◆ REQUIREMENT: In the data that follows, find each line containing "below" and copy it.

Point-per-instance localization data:
⟨

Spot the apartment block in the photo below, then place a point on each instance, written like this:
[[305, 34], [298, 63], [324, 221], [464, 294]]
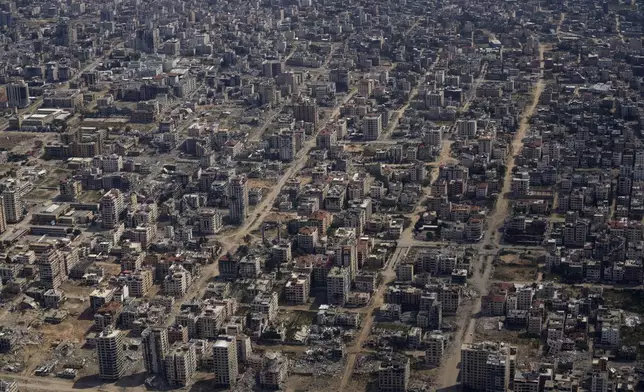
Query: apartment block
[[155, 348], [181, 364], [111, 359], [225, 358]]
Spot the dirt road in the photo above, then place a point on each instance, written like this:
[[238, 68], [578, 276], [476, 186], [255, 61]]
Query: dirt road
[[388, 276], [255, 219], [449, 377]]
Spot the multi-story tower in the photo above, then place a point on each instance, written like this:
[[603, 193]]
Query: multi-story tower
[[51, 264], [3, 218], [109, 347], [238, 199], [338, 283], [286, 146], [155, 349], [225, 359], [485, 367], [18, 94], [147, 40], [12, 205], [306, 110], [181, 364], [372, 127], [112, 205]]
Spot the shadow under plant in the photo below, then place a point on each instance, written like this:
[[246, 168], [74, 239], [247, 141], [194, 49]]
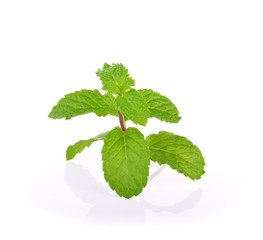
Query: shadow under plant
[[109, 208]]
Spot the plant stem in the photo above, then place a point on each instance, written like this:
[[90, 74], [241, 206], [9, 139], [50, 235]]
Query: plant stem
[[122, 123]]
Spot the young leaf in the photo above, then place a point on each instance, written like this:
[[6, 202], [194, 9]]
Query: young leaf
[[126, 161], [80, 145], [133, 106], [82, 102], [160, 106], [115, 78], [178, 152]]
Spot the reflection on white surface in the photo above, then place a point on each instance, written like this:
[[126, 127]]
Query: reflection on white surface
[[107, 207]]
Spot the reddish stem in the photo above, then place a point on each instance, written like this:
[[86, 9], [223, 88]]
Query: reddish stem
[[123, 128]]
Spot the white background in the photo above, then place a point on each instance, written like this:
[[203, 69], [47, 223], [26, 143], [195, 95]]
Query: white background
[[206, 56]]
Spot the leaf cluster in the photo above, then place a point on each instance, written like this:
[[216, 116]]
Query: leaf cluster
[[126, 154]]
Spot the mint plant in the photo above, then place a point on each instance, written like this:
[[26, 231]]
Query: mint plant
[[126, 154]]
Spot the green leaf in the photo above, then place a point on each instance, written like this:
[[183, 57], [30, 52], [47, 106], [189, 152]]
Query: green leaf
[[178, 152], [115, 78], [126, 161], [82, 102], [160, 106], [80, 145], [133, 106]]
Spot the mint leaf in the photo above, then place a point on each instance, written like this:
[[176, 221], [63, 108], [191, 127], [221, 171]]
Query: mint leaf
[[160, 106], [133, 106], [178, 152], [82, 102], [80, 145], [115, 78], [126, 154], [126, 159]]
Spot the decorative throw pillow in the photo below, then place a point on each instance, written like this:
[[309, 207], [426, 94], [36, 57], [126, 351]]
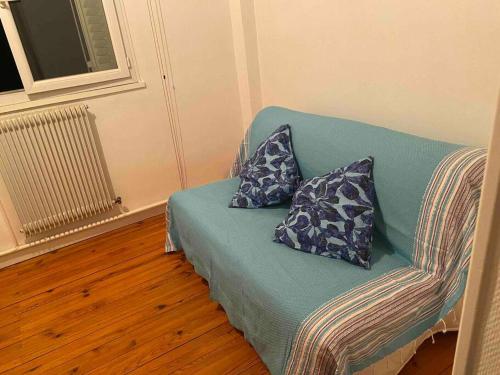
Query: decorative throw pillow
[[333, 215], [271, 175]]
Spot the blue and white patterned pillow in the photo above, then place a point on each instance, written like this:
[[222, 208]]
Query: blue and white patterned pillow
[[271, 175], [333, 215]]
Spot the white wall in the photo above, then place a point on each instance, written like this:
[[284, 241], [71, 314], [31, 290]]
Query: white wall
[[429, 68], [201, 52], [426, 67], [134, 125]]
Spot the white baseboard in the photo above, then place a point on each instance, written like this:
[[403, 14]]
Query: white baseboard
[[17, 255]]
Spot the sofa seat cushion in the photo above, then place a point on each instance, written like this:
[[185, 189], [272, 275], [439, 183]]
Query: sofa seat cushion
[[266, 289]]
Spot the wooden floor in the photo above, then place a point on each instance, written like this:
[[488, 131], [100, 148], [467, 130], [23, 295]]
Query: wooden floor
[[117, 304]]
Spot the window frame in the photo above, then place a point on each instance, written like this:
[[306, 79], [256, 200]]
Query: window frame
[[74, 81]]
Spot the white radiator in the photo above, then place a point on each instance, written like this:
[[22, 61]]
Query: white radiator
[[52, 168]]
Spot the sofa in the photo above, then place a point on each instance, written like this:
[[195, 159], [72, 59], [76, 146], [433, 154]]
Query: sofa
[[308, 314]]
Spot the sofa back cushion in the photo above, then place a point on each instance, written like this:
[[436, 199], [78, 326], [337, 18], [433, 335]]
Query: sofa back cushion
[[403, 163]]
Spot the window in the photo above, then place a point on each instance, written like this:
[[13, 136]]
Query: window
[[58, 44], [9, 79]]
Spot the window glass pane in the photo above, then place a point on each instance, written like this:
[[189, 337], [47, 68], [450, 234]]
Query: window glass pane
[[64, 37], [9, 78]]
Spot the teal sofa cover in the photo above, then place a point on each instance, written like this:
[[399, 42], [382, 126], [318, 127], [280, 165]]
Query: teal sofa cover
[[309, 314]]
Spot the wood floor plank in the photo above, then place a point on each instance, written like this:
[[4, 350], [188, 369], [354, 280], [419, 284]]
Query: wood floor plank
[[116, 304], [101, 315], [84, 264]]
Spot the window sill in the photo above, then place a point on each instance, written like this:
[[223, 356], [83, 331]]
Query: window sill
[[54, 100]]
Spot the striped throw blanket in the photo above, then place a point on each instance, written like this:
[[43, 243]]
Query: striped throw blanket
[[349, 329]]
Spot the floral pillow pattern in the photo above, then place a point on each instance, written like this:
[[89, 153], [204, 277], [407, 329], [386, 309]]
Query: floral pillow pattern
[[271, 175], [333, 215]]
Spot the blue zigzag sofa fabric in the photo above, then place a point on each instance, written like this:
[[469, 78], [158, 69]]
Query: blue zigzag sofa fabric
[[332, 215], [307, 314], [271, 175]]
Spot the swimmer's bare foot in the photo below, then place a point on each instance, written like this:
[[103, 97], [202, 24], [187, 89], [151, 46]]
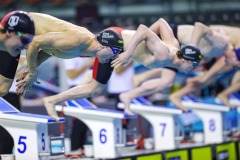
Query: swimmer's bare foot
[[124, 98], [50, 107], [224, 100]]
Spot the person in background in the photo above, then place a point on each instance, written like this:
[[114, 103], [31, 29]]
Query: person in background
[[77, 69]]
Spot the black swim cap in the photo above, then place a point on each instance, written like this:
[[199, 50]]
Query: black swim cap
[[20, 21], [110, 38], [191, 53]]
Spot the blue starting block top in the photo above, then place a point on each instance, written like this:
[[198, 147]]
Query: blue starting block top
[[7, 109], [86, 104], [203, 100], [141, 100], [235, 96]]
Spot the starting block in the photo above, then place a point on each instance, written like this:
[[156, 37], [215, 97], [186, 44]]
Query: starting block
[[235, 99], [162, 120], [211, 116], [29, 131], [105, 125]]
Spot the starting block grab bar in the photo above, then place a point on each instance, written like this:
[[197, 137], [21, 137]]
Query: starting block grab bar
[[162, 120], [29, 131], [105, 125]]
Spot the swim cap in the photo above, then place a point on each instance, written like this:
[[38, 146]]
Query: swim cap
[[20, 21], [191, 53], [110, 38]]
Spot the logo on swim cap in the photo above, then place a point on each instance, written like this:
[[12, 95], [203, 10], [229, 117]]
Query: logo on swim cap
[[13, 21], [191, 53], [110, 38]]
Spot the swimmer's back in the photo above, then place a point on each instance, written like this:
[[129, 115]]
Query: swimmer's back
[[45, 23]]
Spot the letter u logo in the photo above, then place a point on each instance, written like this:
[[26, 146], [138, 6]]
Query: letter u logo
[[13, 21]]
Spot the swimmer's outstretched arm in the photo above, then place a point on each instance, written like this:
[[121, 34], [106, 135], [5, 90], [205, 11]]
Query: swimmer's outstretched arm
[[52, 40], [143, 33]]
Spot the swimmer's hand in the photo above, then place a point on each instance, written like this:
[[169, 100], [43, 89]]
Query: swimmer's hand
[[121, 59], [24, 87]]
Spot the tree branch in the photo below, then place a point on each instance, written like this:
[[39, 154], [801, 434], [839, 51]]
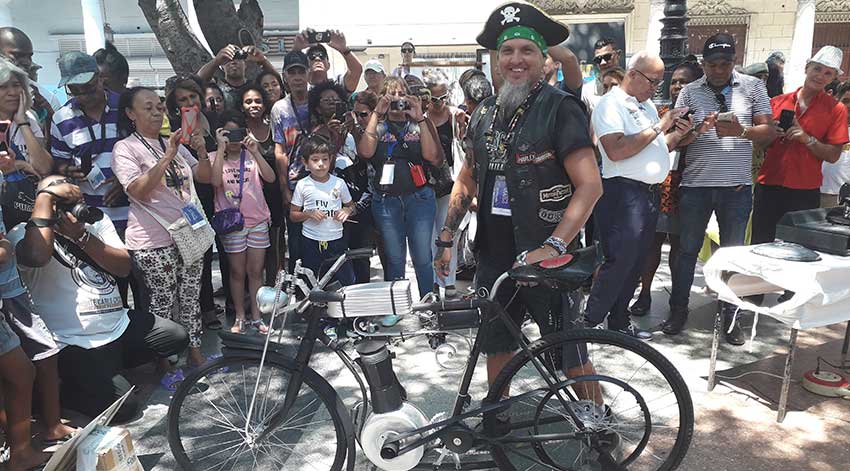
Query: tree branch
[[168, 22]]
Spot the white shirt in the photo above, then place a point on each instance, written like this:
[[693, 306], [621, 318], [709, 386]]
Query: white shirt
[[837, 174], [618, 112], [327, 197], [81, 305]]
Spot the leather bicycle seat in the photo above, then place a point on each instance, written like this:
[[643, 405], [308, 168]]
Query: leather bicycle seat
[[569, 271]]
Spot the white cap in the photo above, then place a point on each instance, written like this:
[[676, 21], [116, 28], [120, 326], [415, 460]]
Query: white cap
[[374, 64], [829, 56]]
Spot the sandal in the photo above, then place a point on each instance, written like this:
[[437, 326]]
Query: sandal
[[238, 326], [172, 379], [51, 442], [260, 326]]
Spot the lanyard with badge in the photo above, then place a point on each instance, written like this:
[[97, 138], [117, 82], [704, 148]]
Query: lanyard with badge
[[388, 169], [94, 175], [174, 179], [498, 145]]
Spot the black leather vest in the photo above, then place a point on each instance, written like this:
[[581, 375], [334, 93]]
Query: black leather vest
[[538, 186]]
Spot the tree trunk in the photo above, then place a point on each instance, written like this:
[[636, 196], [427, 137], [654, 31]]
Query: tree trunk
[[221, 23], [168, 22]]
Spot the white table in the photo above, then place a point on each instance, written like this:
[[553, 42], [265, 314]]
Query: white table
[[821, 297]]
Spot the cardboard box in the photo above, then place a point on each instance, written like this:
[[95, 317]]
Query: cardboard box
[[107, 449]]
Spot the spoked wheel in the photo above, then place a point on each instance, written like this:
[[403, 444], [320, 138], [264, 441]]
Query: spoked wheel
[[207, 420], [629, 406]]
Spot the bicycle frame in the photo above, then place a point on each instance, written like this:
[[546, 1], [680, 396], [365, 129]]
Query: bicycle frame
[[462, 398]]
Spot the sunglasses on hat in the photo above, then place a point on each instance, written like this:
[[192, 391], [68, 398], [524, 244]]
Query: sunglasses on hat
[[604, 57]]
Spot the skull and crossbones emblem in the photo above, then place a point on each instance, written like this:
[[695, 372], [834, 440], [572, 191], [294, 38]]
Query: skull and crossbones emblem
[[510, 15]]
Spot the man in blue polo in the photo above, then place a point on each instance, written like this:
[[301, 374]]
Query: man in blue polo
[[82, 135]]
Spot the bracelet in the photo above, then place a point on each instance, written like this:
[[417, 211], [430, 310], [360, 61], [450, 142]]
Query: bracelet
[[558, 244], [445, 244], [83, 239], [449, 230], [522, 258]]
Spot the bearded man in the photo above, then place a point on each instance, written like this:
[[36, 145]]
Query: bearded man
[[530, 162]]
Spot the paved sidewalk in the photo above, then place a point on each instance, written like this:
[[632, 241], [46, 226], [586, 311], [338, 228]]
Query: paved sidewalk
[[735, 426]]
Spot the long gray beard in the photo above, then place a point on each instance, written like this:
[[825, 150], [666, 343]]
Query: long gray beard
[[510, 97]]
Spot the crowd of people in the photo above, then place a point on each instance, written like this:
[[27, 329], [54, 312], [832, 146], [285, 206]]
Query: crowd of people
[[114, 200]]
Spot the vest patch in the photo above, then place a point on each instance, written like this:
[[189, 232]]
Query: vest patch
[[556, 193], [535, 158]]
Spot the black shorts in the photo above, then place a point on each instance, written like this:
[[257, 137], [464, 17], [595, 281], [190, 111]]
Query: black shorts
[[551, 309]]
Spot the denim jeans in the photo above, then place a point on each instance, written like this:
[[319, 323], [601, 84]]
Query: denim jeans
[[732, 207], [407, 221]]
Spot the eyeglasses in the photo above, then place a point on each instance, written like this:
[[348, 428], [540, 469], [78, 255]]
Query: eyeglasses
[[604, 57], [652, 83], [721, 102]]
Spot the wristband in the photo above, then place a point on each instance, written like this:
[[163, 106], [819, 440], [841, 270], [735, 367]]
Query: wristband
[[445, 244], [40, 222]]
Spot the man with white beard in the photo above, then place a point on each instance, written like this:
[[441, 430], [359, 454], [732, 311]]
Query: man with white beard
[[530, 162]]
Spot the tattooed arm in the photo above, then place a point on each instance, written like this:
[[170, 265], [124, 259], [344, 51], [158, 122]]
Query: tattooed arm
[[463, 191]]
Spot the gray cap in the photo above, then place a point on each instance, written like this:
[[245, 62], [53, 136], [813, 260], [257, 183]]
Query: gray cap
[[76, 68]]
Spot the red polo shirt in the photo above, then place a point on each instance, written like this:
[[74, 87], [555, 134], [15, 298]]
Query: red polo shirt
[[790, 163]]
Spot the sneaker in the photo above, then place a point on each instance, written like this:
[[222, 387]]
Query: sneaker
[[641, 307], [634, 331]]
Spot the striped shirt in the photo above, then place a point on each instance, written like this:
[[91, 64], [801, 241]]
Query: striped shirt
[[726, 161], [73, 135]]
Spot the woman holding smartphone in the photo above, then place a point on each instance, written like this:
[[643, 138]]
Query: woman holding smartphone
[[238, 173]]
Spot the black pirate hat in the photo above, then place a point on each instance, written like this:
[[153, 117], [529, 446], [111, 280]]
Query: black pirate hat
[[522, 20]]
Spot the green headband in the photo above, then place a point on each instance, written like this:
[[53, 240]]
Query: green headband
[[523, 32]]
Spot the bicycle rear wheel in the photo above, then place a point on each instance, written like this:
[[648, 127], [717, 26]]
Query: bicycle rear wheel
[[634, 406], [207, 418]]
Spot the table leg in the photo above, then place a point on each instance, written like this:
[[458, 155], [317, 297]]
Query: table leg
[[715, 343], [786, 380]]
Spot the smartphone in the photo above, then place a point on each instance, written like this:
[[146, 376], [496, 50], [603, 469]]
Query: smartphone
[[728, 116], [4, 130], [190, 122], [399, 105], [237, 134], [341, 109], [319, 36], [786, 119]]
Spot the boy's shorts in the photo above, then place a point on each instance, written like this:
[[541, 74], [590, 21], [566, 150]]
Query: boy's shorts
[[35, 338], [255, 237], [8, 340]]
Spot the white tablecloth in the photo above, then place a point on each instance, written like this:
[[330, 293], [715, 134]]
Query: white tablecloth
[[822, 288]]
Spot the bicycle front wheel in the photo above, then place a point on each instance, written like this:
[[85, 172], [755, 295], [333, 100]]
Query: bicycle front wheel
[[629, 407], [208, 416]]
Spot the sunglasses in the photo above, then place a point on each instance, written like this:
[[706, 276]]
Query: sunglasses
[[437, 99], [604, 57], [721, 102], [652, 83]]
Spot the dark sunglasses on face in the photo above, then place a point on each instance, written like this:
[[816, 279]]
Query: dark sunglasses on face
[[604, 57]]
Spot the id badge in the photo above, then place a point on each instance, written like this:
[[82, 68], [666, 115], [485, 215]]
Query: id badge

⟩

◆ PROBLEM SOLUTION:
Spot the apartment block in the photo below, then place a point on each instance, written like this:
Spot the shadow under plant in the photo below, then place a point on each instance, written like this:
Spot the decorative throw pillow in the photo below, then place a point on each instance, written like this:
Spot the swimmer's bare foot in the photo below, then place a point on each instance, written like this:
Spot the tree branch in the photo below, then place a point on each instance, written like this:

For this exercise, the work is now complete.